Passage to read:

*-*-*

Let us think for a moment about Abraham. Within Judaism, there is more to that religion than what is written in the canon, the Tanakh, our Old Testament. Judaism has the richness of the rabbinic tradition; the stories told by the rabbis for over two thousand years. Some of those stories appear in a collection of writings known as the Talmud. There is also the Kabbalah, the wisdom of the mystical tradition within Judaism. If we turn to these writings, including those of the Hasidic movement, many of them written later than the Gospels, we discover stories about the birth of Abraham.

At the time Abram was born, the king of Ur was Nimrod. It is said that the night before Abram was born, looking into the night sky, Nimrod’s astrologers read in the constellation of the stars that the newly born child was to become the chief and the father of a mighty nation. Fearing for his kingdom, Nimrod called for the child to be brought to him; his intension was to kill the child. In the event, the child of a slave was handed to Nimrod, who killed the child with his bare hands. Does the story of a brutal, paranoid ruler, astrologers and a child born for all nations sound familiar in anyway?

The child Abram was hidden in a cave, a place of safety and darkness, for ten years. It was there, in that sacred solitude, that Abram ‘saw’ God. The child noticed that the sun, moon and stars come and go according to their own time. He reasoned that, beyond all that he could see, beyond the forces that moved the sun, moon and stars, there was a Power beyond the visible forces of nature, One beyond time, beyond existence.

*-*-*

What you need to do:
• A. Rewrite the passage about Abraham between "Let us think" and "birth of Abraham.", inclusive, putting "Midrash" in place of "Talmud".
• B. According to the passage about Abraham, how many years was the child Abram kept hidden in the cave?
• C. Carry on the passage about Abraham's birth from its final sentence.

Provided material:

*-*-*

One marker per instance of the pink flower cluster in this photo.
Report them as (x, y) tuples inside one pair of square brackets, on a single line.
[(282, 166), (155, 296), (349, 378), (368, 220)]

*-*-*

Exercise results:
• A.
Let us think for a moment about Abraham. Within Judaism, there is more to that religion than what is written in the canon, the Tanakh, our Old Testament. Judaism has the richness of the rabbinic tradition; the stories told by the rabbis for over two thousand years. Some of those stories appear in a collection of writings known as the Midrash. There is also the Kabbalah, the wisdom of the mystical tradition within Judaism. If we turn to these writings, including those of the Hasidic movement, many of them written later than the Gospels, we discover stories about the birth of Abraham.

• B. Ten years.

• C.
Later in his life, Abram is seized by Nimrod and thrown into a furnace. In a story not dissimilar to that in the Book of Daniel, Abram, once in the fire, stands with God and the fire does not touch him. Only the rope by which Abram was bound burned. For three days, (there’s a good biblical number), Abram walked in the midst of the flames. Finally, he was released. It is at this point that he leaves his home land, becomes a pilgrim, and journeys to a new, promised land.

What is interesting about the birth stories of Abraham and Jesus is that these two great spiritual figures are born into a world of violence, turmoil, hatred, division, instability and uncertainty. Bombs in Hiroshima, Nagasaki, Iraq, Syria, Brussels and Paris, together with political unrest in the UK, Scotland, Europe and the United States are, in some sense, captured in our Scriptures and in the writings of other world faiths. Whether in the story of Abraham or that of Jesus, there is a striving to speak of the Sacred in the midst of the mess and suffering of human life. At no point do Abraham or Jesus give in or resign themselves to the way things often are. Instead, the stories told are of encountering the Holy and how to live a holy life in such a world.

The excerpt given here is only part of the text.